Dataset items

----------

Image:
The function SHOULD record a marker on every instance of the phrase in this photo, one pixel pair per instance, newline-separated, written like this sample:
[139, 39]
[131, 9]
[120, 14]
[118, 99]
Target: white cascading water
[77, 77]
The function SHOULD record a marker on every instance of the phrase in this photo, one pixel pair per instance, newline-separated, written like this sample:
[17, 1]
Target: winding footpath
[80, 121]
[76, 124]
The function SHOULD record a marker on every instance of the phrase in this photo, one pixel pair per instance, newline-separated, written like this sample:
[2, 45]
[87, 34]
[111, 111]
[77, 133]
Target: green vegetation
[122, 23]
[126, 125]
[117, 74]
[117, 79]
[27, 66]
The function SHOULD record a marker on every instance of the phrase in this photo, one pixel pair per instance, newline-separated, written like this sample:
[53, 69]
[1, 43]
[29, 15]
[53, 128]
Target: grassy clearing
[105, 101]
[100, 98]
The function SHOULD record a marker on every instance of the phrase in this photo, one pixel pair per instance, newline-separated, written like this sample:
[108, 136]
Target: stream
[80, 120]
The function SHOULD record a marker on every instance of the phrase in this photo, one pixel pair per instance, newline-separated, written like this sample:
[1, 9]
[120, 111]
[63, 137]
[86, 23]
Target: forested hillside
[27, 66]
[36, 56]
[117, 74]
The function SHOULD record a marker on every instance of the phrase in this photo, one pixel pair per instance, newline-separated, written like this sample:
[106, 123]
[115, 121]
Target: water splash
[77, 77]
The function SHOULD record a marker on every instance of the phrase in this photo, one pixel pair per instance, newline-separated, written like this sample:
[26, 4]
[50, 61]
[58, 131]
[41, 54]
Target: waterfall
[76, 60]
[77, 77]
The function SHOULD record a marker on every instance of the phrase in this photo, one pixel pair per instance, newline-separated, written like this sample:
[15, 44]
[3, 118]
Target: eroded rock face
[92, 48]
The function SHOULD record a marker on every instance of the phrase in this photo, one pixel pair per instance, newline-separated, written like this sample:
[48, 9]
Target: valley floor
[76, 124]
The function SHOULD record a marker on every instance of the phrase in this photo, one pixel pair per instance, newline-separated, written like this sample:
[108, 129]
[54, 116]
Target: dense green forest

----------

To do -
Set every record down again exactly as written.

Your solution -
Image:
The function SHOULD record a marker on every instance of the phrase in this photo, one pixel pair per instance, newline-separated, written like this sample:
[139, 39]
[131, 9]
[120, 14]
[118, 99]
Target: white cascading water
[77, 77]
The function SHOULD record a marker on every instance of the phrase in this photo, one pixel pair per instance, newline-separated, written like this sample:
[17, 1]
Target: winding footpath
[80, 121]
[76, 124]
The function SHOULD record a marker on every instance of the phrase in this photo, one pixel pair per instance, newline-separated, written like this sample:
[2, 45]
[87, 34]
[111, 111]
[77, 133]
Target: green vegetation
[122, 23]
[126, 125]
[117, 74]
[117, 79]
[27, 66]
The function SHOULD record a marker on every instance of the phrase in this photo, one pixel pair per instance, newline-separated, written like this sample:
[53, 69]
[1, 43]
[29, 15]
[53, 128]
Target: grassy clearing
[105, 101]
[100, 98]
The function SHOULD record a marker on every instance of the phrase in this photo, one pixel pair per instance, newline-separated, written like this sample:
[108, 136]
Target: stream
[80, 120]
The function SHOULD record a marker on every instance of the phrase in this photo, one pixel pair per instance, newline-separated, written like this sample:
[1, 9]
[120, 111]
[63, 137]
[86, 23]
Target: forested hillside
[27, 66]
[36, 56]
[117, 74]
The function SHOULD record a marker on every instance of the phrase in this photo, one pixel pair per instance, newline-separated, written like this sample:
[106, 123]
[115, 121]
Target: water splash
[77, 77]
The function SHOULD record a marker on every instance of the phrase in this photo, one pixel pair per instance, newline-separated, written like this sample:
[26, 4]
[50, 61]
[58, 131]
[41, 54]
Target: waterfall
[76, 60]
[77, 77]
The function SHOULD record a marker on every instance of the phrase in this photo, one pixel pair per instance, newline-separated, written like this sample:
[15, 44]
[3, 118]
Target: eroded rock face
[92, 48]
The function SHOULD record a marker on every instance of the phrase in this photo, one pixel pair per instance, newline-separated, written like this sample:
[48, 9]
Target: valley floor
[76, 124]
The function SHOULD record a marker on every instance of the phrase in this photo, one pixel pair per instance, newline-separated, written like this sample:
[108, 129]
[54, 116]
Target: dense green forest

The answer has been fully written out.